(Items from a dataset)
▶

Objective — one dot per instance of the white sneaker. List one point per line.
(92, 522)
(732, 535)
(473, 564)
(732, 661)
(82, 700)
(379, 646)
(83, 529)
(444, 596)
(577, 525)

◀

Brief: Line by line, set the records above down again exactly.

Solution to this task:
Objective — one dot per instance of the white sneaker. List one point per line.
(92, 522)
(732, 535)
(473, 564)
(732, 661)
(82, 700)
(379, 646)
(83, 529)
(444, 596)
(577, 525)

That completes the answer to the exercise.